Systrace is older but still useful for its mental model, while Perfetto is the modern, more powerful standard built into Android. Both are system tracing tools. They record detailed events and states across layers of the system over a short time window, including CPU scheduling, I/O, Binder IPC, the graphics pipeline, memory events, and power state. The result is visualized on a timeline.

For Android developers, being fluent with Perfetto, and with the analysis concepts inherited from Systrace, is a core skill for diagnosing hard performance issues, understanding how the system actually behaves under load, and driving deeper optimization work. The point is not only knowing how to operate the tool; it is being able to read the system behavior hidden inside the trace data.

This article focuses on modern Perfetto while borrowing Systrace’s core analysis ideas. It covers:

• The Perfetto framework: architecture and data sources
• Trace capture: capture methods and configuration
• Perfetto UI concepts: timelines, tracks, slices, counters, and more
• Deep reading of key tracks: CPU scheduling and states, Binder transactions, the graphics pipeline, memory events, and power management
• Typical analysis workflows: diagnosing jank, slow startup, and high power consumption
• Custom tracing: adding app-level analysis anchors with atrace
• Advanced Perfetto features: SQL queries and Trace Processor

1. Perfetto: The Modern Android Tracing Framework

Perfetto is Google’s next-generation, high-performance, low-overhead system tracing and analysis framework. It has become the standard performance analysis tool on Android.

Core Architecture

Data sources and probes collect data, including:

• Kernel ftrace events for scheduling, system calls, disk and network I/O, and related activity
• User-space atrace events for Android Framework traces and app-defined trace points
• heapprofd for native memory profiling
• Process states, counters, and other system statistics

The tracing daemon (traced) runs on the device and starts or stops probes according to the configuration while managing trace buffers.

Trace Processor is a standalone library and command-line tool that parses binary trace files, converts them into structured data, and exposes query interfaces such as SQL.

The UI is a web-based visual analyzer at ui.perfetto.dev that loads trace files for interactive analysis.

Rich Data Sources

Perfetto can integrate data across many system layers:

• Kernel: CPU scheduling (sched_switch, sched_wakeup), system calls, disk I/O (diskio), network (net), interrupts (irq), and more
• Android Framework and system services: key atrace categories such as view system (view), window manager (wm), activity manager (am), graphics (gfx), input (input), Binder driver (binder_driver), HAL (hal), and others
• Apps: app-defined atrace points through Trace.beginSection, plus ART runtime information such as GC events and JIT compilation
• Native processes: native heap allocation through heapprofd, and memory error detection through HWASan or ASan on specific builds
• Hardware: CPU frequency (cpufreq), CPU idle state (cpuidle), GPU activity on some devices, memory bandwidth, and power-related counters on some devices

Trace Capture Methods

Android Studio Profiler: choose the “System Trace” recording mode in the CPU Profiler. It is easy to use and works well for debugging app behavior, but the configuration options are limited.

The on-device System Tracing app in Developer Options: provides a graphical interface for choosing common atrace categories, buffer size, duration, and related options. It is useful for recording system-wide behavior or reproducing a specific issue. The output is a .perfetto-trace or .trace file.

# INFORMATION:
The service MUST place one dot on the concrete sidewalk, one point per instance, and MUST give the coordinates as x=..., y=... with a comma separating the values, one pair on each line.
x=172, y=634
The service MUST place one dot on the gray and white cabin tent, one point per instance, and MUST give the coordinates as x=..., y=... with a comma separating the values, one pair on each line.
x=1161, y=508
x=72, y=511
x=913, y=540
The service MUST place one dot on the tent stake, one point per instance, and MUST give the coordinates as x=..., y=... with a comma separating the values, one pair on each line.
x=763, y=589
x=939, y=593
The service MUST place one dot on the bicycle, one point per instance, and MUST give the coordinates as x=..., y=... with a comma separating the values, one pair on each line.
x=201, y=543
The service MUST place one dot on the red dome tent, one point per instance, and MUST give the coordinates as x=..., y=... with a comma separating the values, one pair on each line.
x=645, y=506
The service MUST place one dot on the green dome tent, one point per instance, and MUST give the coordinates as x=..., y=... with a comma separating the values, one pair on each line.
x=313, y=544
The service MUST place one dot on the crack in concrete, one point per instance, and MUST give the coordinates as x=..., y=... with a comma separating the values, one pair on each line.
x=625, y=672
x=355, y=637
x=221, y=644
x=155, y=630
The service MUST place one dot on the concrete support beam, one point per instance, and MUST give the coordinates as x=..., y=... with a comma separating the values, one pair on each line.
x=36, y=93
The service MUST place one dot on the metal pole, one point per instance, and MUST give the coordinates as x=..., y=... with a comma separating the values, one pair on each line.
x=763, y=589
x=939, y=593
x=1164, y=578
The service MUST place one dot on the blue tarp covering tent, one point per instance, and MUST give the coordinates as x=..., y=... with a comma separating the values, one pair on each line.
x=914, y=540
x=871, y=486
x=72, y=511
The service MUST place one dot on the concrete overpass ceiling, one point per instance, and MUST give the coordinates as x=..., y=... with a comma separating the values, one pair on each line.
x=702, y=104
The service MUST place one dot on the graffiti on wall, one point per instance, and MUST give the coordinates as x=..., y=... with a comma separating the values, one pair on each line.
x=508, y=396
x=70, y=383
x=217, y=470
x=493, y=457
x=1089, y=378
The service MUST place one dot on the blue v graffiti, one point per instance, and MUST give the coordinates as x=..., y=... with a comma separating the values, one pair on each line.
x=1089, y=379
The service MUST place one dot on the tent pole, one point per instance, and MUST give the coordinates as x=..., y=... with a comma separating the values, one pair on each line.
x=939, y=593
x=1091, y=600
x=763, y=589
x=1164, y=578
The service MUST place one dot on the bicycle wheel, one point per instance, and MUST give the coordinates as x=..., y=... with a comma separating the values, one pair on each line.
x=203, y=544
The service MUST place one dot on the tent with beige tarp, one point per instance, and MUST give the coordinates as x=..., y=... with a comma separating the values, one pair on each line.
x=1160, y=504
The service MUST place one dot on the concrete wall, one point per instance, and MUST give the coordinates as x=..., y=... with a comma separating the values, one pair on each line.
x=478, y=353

# WHAT YOU HAVE TO DO:
Carry on the article on Android tracing with Perfetto, starting after its last sentence. The records play no part in this exercise.

# TASK RESPONSE:
The Perfetto Web UI recording page (ui.perfetto.dev -> Record new trace): connects to the device through ADB and exposes detailed configuration options. You can choose ftrace events, atrace categories, and individual data-source probes precisely. This is a good option for advanced users who need fine-grained capture.

The adb shell perfetto command line: the most flexible and powerful option. It uses a text-format config file, in TextProto format, to define data sources, buffer modes such as ring buffer or long trace, duration, triggers, and more. It is especially useful for automated tests or complex capture setups.

Example key configuration parameters in TextProto:

buffers { /* ... size, fill_policy ... */ }
data_sources {
    config {
        name: "linux.ftrace"
        ftrace_config {
            ftrace_events: "sched/sched_switch"
            ftrace_events: "sched/sched_wakeup"
            atrace_categories: "view"
            atrace_categories: "wm"
            // ... other ftrace events or atrace categories
        }
    }
}
data_sources {
    config {
        name: "linux.process_stats"
        process_stats_config { /* ... options ... */ }
    }
}
duration_ms: 10000 // Record for 10 seconds

2. Working with the Perfetto UI: Core Concepts

After loading a trace file, understanding the basic UI elements is the first step toward useful analysis.

Timeline

The top area shows the time scale. You can zoom and pan it, then select the time range you want to analyze.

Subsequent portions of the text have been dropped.